Can you update the data starting with the line that contains "Locate every runner" and going on through the line that contains "[9,281,66,327]" so that "plate of sweets" becomes "tray of sweets", leaving everything else unchanged, and give back only those lines?
Start of The records
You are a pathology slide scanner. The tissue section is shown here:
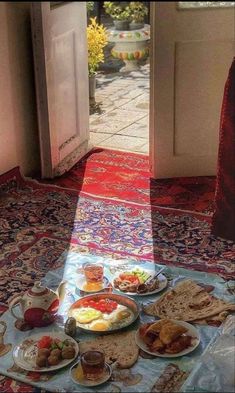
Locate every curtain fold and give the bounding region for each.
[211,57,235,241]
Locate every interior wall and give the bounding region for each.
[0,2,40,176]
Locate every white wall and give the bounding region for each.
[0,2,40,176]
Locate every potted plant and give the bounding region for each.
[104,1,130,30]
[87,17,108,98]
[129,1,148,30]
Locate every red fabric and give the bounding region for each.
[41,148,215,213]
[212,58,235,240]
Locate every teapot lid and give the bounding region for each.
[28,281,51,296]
End of The records
Start of The records
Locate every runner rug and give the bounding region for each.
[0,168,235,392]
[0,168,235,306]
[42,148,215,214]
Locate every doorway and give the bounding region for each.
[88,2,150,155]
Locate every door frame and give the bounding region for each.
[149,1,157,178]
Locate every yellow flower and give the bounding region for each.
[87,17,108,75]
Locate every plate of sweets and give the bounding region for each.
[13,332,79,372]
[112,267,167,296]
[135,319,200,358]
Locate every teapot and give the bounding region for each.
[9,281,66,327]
End of The records
Start of The records
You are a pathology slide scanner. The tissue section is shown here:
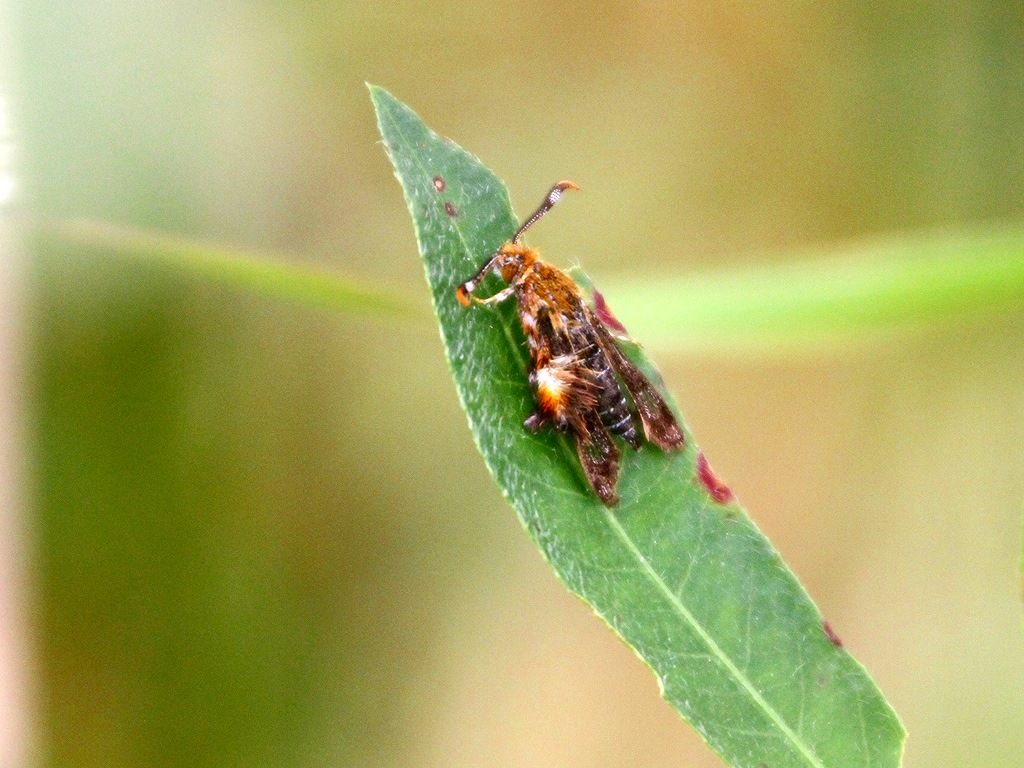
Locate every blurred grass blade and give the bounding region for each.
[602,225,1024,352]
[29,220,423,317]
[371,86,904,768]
End of The records
Completed exercise →
Locate every runner rug and give the bounding region for each.
[0,168,235,392]
[0,168,235,306]
[42,148,215,214]
Locate every doorway and give the bounding region for each.
[88,2,150,155]
Locate every door frame and give the bounding region for each.
[149,1,157,178]
Locate every yellow flower and give the bounding region for each.
[87,17,108,75]
Locate every tray of sweets and give the bounding region for each.
[13,332,79,372]
[112,267,167,296]
[135,319,200,358]
Locate every teapot and give the bounding region for each.
[9,281,66,327]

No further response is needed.